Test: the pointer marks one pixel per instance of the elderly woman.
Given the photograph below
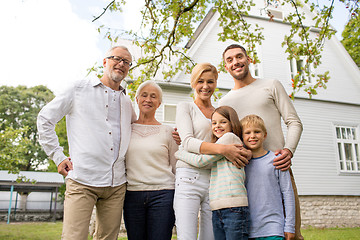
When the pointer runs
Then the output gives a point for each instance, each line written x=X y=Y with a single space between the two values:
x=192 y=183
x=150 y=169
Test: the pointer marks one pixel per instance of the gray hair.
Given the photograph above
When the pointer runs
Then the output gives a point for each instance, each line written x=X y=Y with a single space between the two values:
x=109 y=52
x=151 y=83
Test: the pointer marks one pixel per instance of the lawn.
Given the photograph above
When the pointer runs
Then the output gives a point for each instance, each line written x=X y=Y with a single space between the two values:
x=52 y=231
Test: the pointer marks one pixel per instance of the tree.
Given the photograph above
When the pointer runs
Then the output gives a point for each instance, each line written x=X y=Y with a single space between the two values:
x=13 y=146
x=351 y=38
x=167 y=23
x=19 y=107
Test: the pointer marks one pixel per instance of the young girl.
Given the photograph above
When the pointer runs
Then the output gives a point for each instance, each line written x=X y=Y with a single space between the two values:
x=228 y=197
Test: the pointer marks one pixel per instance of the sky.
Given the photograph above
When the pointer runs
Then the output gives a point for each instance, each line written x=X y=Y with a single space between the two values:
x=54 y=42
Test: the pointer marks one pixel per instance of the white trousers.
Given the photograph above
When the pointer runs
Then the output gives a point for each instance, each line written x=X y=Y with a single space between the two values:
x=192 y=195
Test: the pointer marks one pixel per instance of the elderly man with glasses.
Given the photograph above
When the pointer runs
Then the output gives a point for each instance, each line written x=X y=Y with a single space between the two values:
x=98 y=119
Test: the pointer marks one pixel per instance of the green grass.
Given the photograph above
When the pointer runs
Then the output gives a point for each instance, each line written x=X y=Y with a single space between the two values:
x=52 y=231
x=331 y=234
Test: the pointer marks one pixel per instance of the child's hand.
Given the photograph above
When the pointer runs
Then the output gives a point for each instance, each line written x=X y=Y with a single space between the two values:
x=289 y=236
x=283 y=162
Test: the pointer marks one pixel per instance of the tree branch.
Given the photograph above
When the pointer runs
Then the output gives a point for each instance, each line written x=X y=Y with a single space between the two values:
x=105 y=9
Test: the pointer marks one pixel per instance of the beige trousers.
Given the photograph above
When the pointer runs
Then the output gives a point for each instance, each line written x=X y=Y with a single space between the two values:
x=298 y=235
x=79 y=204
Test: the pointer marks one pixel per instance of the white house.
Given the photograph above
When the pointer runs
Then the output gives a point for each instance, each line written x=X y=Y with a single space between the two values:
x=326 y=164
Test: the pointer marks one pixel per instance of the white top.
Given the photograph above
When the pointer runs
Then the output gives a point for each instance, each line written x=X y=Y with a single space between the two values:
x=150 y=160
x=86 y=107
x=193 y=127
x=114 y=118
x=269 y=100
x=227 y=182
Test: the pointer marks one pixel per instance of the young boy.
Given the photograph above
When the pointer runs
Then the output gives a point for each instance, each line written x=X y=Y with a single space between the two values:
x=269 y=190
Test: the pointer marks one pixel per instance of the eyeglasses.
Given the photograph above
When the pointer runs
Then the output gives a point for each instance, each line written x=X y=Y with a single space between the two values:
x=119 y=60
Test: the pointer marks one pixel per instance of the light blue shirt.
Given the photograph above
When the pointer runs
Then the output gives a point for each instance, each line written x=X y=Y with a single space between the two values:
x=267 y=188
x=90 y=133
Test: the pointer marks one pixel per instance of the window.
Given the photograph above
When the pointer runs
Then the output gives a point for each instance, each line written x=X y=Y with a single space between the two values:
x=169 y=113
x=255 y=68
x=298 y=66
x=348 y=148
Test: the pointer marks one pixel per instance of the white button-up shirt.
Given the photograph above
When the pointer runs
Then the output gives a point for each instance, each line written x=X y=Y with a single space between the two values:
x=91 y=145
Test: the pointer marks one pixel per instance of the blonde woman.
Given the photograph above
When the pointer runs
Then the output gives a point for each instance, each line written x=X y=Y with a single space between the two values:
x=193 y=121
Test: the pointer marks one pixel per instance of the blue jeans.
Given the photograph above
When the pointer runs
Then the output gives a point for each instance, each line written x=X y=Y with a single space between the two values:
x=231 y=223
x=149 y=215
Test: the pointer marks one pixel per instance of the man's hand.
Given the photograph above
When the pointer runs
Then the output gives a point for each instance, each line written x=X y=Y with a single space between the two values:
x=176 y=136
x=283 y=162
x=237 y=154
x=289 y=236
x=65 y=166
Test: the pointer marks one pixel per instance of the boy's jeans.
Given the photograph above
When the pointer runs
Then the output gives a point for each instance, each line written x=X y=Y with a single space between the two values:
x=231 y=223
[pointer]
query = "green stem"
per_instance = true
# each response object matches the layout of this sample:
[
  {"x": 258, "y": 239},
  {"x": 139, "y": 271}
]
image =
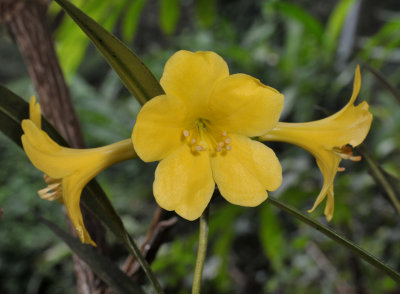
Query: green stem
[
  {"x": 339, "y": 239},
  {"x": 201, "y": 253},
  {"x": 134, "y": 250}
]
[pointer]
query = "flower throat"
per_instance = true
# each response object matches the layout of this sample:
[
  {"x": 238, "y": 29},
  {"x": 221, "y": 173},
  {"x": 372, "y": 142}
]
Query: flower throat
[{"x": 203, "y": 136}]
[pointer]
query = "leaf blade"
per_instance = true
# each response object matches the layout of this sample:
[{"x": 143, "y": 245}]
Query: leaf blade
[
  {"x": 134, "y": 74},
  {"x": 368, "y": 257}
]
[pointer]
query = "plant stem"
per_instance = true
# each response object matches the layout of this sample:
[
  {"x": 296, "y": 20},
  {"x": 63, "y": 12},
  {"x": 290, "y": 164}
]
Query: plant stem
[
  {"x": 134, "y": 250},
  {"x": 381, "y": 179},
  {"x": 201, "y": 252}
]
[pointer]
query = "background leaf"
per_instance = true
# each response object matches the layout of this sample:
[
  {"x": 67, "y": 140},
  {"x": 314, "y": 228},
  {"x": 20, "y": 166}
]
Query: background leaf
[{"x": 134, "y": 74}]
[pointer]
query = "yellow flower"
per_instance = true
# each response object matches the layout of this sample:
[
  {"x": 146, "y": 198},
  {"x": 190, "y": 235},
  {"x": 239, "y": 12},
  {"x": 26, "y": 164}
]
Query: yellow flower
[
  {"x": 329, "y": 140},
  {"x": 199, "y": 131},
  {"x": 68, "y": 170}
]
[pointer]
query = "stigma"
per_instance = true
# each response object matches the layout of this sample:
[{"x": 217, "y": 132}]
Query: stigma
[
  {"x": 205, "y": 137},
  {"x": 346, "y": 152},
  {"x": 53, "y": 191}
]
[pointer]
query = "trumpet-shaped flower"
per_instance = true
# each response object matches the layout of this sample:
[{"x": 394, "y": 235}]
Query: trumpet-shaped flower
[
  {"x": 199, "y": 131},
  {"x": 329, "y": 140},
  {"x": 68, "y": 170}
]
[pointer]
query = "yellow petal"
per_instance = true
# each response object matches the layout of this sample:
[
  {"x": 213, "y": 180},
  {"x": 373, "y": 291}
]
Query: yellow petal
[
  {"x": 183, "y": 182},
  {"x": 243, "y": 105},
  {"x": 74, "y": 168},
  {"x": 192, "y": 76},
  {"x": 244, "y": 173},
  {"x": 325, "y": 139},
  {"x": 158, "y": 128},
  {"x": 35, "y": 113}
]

■ **Short problem**
Write out the listing word for word, omitting the pictures it holds.

■ **Task result**
Test: the pointer marks one pixel per instance of the elderly woman.
Given the photograph below
When the pointer runs
Then the output gives a point for each instance, each line written x=X y=Y with a single space between the two values:
x=192 y=183
x=150 y=169
Test: the pointer marks one pixel per instance of the gray hair.
Given the photograph above
When the pointer runs
Then the output gives a point for each instance, each line written x=X y=Y with a single space between the two values:
x=109 y=52
x=151 y=83
Test: the pointer marks one pixel per instance of the lawn.
Given the photograph above
When the pointer runs
Then the output gives a point for each instance, each line written x=X y=Y with a single space between the two values:
x=52 y=231
Test: the pointer marks one pixel per instance of the tree.
Given the photograph above
When the pointer runs
Then the output gives a point for each instance, each line written x=X y=Y with a single space between the two values:
x=13 y=146
x=351 y=38
x=167 y=23
x=19 y=107
Test: the pointer marks one pixel per instance of the young girl.
Given the photograph above
When the pointer runs
Then the output gives a point for each instance, each line written x=X y=Y with a single space between the two values:
x=228 y=197
Test: the pointer marks one pixel per instance of the sky.
Given the photograph above
When the pointer runs
Then the output gives a point for each instance, each line written x=X y=Y with a single space between the two values:
x=54 y=42
Test: the pointer marks one pixel per instance of the white trousers.
Given the photograph above
When the pointer runs
Then the output gives a point for each instance, each line written x=X y=Y with a single space between the two values:
x=192 y=195
Test: the pointer marks one pixel per instance of the elderly man with glasses.
Given the photograph above
When the pointer runs
Then the output gives a point for each instance, each line written x=X y=Y with a single space between the two values:
x=98 y=119
Test: the pointer marks one pixel per instance of the green grass.
Given the photograph above
When the pointer runs
Then the output gives a point for each instance, each line written x=X y=Y with a single space between the two values:
x=52 y=231
x=331 y=234
Test: the pointer marks one pixel per instance of the child's hand.
Given the photograph above
When the pointer runs
Then the output gives a point for each instance, each line written x=X y=Y with a single space between the two values:
x=289 y=236
x=283 y=162
Test: the pointer marks one pixel per instance of the tree branch.
Given the photograph above
When the pointer runs
Then the output gives a point for each instance, each line written x=X y=Y with a single space between the two values:
x=105 y=9
Test: the pointer marks one pixel per instance of the beige trousers.
Given the photograph above
When the pointer runs
Then the output gives a point for each instance, each line written x=X y=Y with a single space between the two values:
x=298 y=235
x=79 y=204
Test: the pointer marks one pixel per instance of the white house.
Given the photograph above
When the pointer runs
Then the output gives a point for each instance, each line written x=X y=Y with a single space between the two values:
x=326 y=164
Test: the pointer marks one pixel per instance of the white top.
Given the photograph above
When the pointer runs
Then the output gives a point for each instance, each line written x=X y=Y with a single space between the two values:
x=150 y=160
x=86 y=107
x=193 y=127
x=114 y=118
x=269 y=100
x=227 y=182
Test: the pointer marks one pixel per instance of the young boy.
Given the photograph above
When the pointer runs
Then the output gives a point for each instance, each line written x=X y=Y with a single space between the two values:
x=269 y=190
Test: the pointer marks one pixel per instance of the eyeglasses.
Given the photograph above
When the pointer runs
Then the output gives a point for each instance, each line written x=X y=Y with a single space between the two values:
x=119 y=60
Test: the pointer marks one pixel per instance of the light blue shirt.
Given the photograph above
When the pointer runs
Then the output gives a point for each instance, each line written x=X y=Y with a single space between the two values:
x=267 y=188
x=90 y=133
Test: the pointer marks one pixel per instance of the window.
Given the photograph above
When the pointer runs
Then the output gives a point for each instance, each line written x=X y=Y with a single space between the two values:
x=169 y=113
x=255 y=68
x=298 y=66
x=348 y=148
Test: the pointer marks one pixel per instance of the white button-up shirt.
Given the photograph above
When the pointer runs
Then the output gives a point for each instance, each line written x=X y=Y with a single space between the two values:
x=91 y=145
Test: the pointer marks one pixel per instance of the blonde woman.
Given the photograph above
When the pointer runs
Then the output gives a point for each instance, each line written x=X y=Y with a single space between the two values:
x=193 y=121
Test: the pointer marks one pixel per instance of the blue jeans.
Given the photograph above
When the pointer runs
Then the output gives a point for each instance, each line written x=X y=Y with a single space between the two values:
x=231 y=223
x=149 y=215
Test: the pointer marks one pixel per instance of the man's hand.
Given the photograph above
When the pointer runs
Then the output gives a point for each instance, each line written x=X y=Y with a single space between the two values:
x=176 y=136
x=283 y=162
x=237 y=154
x=289 y=236
x=65 y=166
Test: the pointer marks one pixel per instance of the boy's jeans.
Given the photograph above
When the pointer runs
Then the output gives a point for each instance, each line written x=X y=Y with a single space between the two values:
x=231 y=223
[pointer]
query = "green stem"
per_instance = true
# each response object matches the layout of this sample:
[
  {"x": 258, "y": 239},
  {"x": 139, "y": 271}
]
image =
Query: green stem
[
  {"x": 339, "y": 239},
  {"x": 201, "y": 253},
  {"x": 134, "y": 250}
]
[pointer]
query = "flower throat"
per_instance = true
# each response object matches the layout of this sample:
[
  {"x": 238, "y": 29},
  {"x": 221, "y": 173},
  {"x": 372, "y": 142}
]
Query: flower throat
[{"x": 203, "y": 136}]
[pointer]
query = "leaf blade"
per_instance = true
# each response object matches the layout of this sample:
[{"x": 143, "y": 245}]
Query: leaf blade
[
  {"x": 134, "y": 74},
  {"x": 368, "y": 257}
]
[pointer]
query = "plant stem"
per_instance = true
# each response object matches the layout of this sample:
[
  {"x": 296, "y": 20},
  {"x": 63, "y": 12},
  {"x": 290, "y": 164}
]
Query: plant stem
[
  {"x": 134, "y": 250},
  {"x": 381, "y": 179},
  {"x": 201, "y": 252}
]
[pointer]
query = "background leaf"
per_instance = true
# each response object matches the layout of this sample:
[
  {"x": 67, "y": 140},
  {"x": 314, "y": 228},
  {"x": 20, "y": 166}
]
Query: background leaf
[{"x": 134, "y": 74}]
[pointer]
query = "yellow flower"
per_instance = true
# each response object matches the layout of this sample:
[
  {"x": 146, "y": 198},
  {"x": 190, "y": 235},
  {"x": 239, "y": 12},
  {"x": 26, "y": 164}
]
Query: yellow flower
[
  {"x": 329, "y": 140},
  {"x": 199, "y": 131},
  {"x": 68, "y": 170}
]
[pointer]
query = "stigma"
per_instance = true
# each response object matches the layout of this sample:
[{"x": 217, "y": 132}]
Query: stigma
[
  {"x": 205, "y": 137},
  {"x": 346, "y": 152},
  {"x": 53, "y": 191}
]
[pointer]
query = "trumpet-shaped flower"
per_instance = true
# each response object matches the layout of this sample:
[{"x": 394, "y": 235}]
Query: trumpet-shaped flower
[
  {"x": 199, "y": 131},
  {"x": 329, "y": 140},
  {"x": 68, "y": 170}
]
[pointer]
query = "yellow petal"
per_instance = true
# each response object matches the layout of this sample:
[
  {"x": 213, "y": 180},
  {"x": 373, "y": 291}
]
Query: yellow petal
[
  {"x": 183, "y": 182},
  {"x": 243, "y": 105},
  {"x": 74, "y": 168},
  {"x": 192, "y": 76},
  {"x": 244, "y": 173},
  {"x": 325, "y": 139},
  {"x": 158, "y": 128},
  {"x": 35, "y": 113}
]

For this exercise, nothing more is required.